• [EXCERPT]:
[Ns-developers] A Reason for Slowness of NS3
Mathieu Lacage
mathieu.lacage at sophia.inria.fr
Sun Feb 15 00:47:33 PST 2009
On Sat, 2009-02-14 at 16:41 -0500, Adrian Sai-Wah TAM wrote:
> > Before I get to commenting this specific change, let me point out one
> > thing which I think is very important: you have been using an optimized
> > PIC shared library build. As I explained before on this mailing-list,
> > this results in about a 40% wall-clock pessimization on every benchmark
> > due to the use of an extra indirection jump for almost every non-static
> > function call. If you can manage to build a static non-pic version of
> > ns-3, you will see most likely a _very_ different performance profile
> > with _very_ different functions on top.
> Yes, I know. Actually I have a handful of ways to optimize NS3 a
> little bit. Of course, I am looking for the possibility to boost the
> performance by 50% or more but what I posted about >10M call on copy
> constructor is just something sound strange to me at the first glance.
I understand this.
> > Now, what I am trying to get to is that spending time on trying to
> > figure out how we can enable static builds as widely as possible, or
> > possibly instead use techniques such as the one which came up last time
> > we talked about it on this mailing-list (see
> > http://mailman.isi.edu/pipermail/ns-developers/2009-January/005182.html
> > and
> > http://mailman.isi.edu/pipermail/ns-developers/2009-January/005186.html)
> > would be a much more useful contribution than trying to shave off less
> > than 1% with micro-optimizations.
> Agree. But why we can't just, say, besides having -d debug and -d
> optimized in waf configure, we add -d static to that as well? This
> sounds natural and consistent to me.

• [STORED DATA]:
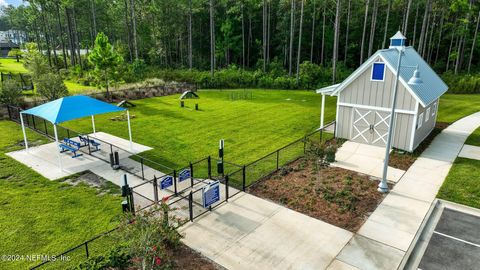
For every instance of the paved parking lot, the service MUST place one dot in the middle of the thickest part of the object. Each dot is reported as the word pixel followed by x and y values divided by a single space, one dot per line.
pixel 455 242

• [TASK REQUIREMENTS]:
**a.** According to the ns-3 mailing-list post, how much slower does an optimized PIC shared library build run on every benchmark?
**b.** Carry on the ns-3 mailing-list post from the point where it stops.

• [ANSWERS FOR THE TASKS]:
**a.** About 40% slower in wall-clock time.

**b.**
Yes, someone just needs to make it work and patches to do so are
pre-approved. Once this is done, if you feel concerned about the kind of
micro-optimization you are looking at, and if you can show measurable
and repeatable improvements without uglyfying the code too much, then,
yes, I am all for these changes. But trying to do this now _before_
dealing with the lower-hanging fruit makes little sense because the
non-pic change will most likely decrease a lot the overhead of very
small function calls.
> > 1) this kind of less than 1% performance improvement in within the noise
> > of measurement (could you show average relative perf improvement
> > together with variance for 20 runs to show proof that you are not
> > playing with noise ?)
> I didn't do this and I agree with you, 1% improvement is not a big
> deal. But what I want to raise is that, a lot other instance of copy
> constructors besides TypeId are called while reference can do the job.
> Since allocating and releasing memory doesn't cheap, why don't we scan
> the code for once to see if we can change something to make it more
> economical?
Because the kind of changes you propose are not always a win on every
hardware architecture and compiler, and they don't really improve the
readability of the code.
> > 2) returning a _reference_ from a function ? Holly crap, never, thank
> > you.
> True, it sounds weired. But look at this:
> static TypeId Class::GetTypeId()
> {
> static TypeId tid = ....;
> return tid;
> }
> Shouldn't this frequently-called thing be something read-only? If so,
> I think returning a const reference is good. Of course, just returning
> reference is dangerous but make it const shall be fine. (I believe)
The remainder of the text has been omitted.